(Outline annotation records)
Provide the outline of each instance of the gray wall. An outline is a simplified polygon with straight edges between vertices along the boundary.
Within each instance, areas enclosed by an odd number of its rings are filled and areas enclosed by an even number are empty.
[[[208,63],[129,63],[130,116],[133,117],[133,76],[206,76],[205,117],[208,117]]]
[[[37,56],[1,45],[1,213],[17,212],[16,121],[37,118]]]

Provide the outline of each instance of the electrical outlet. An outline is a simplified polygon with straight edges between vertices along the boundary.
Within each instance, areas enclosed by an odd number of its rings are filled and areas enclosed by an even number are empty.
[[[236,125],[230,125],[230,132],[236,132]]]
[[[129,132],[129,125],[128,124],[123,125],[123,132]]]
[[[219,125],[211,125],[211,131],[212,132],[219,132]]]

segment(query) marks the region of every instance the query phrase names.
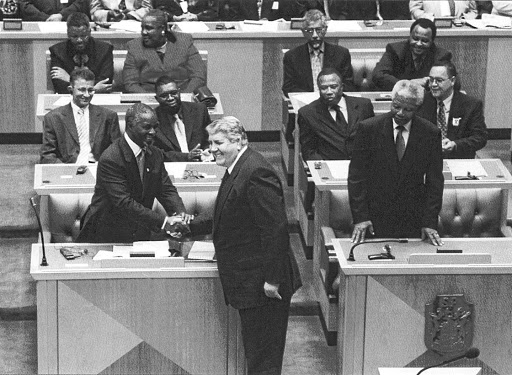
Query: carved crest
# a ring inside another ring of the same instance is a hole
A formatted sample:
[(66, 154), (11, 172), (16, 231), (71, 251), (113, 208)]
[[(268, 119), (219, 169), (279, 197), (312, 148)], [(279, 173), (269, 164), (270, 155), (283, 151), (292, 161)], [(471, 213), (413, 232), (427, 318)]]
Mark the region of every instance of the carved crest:
[(473, 304), (463, 294), (438, 295), (425, 305), (425, 345), (439, 354), (468, 350), (473, 342)]

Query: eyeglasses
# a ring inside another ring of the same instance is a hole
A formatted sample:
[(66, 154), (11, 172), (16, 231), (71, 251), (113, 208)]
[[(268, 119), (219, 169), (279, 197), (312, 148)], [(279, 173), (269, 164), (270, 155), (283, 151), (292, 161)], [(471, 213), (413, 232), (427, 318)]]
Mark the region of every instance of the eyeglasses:
[(316, 31), (317, 34), (322, 34), (325, 32), (327, 28), (325, 27), (308, 27), (308, 28), (305, 28), (305, 29), (302, 29), (304, 32), (310, 34), (310, 35), (313, 35), (313, 33)]

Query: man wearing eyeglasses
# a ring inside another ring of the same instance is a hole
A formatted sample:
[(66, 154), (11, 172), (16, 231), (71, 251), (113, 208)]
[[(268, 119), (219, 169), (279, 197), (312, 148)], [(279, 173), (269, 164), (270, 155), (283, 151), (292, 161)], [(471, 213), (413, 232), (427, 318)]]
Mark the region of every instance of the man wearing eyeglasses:
[(91, 36), (89, 18), (84, 13), (73, 13), (68, 17), (67, 32), (67, 41), (50, 47), (50, 75), (55, 92), (68, 92), (69, 76), (76, 67), (87, 67), (94, 73), (96, 92), (110, 92), (114, 77), (114, 47)]
[(430, 92), (418, 116), (437, 124), (445, 159), (473, 159), (487, 143), (482, 101), (455, 90), (457, 70), (451, 62), (434, 64), (429, 73)]
[(178, 84), (169, 76), (156, 81), (155, 93), (160, 126), (154, 145), (164, 152), (165, 161), (201, 161), (202, 149), (208, 147), (206, 126), (211, 122), (206, 106), (182, 102)]
[(121, 136), (117, 113), (91, 103), (94, 73), (78, 68), (71, 73), (71, 103), (44, 116), (42, 164), (87, 164), (99, 160), (108, 146)]

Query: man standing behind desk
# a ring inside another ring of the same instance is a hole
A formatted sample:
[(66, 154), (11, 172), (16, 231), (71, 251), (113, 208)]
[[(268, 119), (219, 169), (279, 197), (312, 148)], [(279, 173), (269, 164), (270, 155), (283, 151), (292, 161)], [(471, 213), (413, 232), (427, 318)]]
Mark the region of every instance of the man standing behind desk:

• EXERCISE:
Rewrite the lines from the one containing "Query: man standing behind desk" through the end of the records, replacing "desk" with "counter" and keeping everything else unchanged.

• CORRECT ANSWER:
Query: man standing behind counter
# a ring inside another ring of the same instance is a hole
A formatted sample:
[(66, 154), (11, 172), (16, 231), (71, 251), (113, 208)]
[[(268, 119), (219, 169), (279, 197), (312, 148)], [(279, 173), (269, 164), (270, 155), (283, 151), (292, 161)], [(471, 213), (413, 232), (427, 318)]]
Mark the region of every instance of the man standing behind counter:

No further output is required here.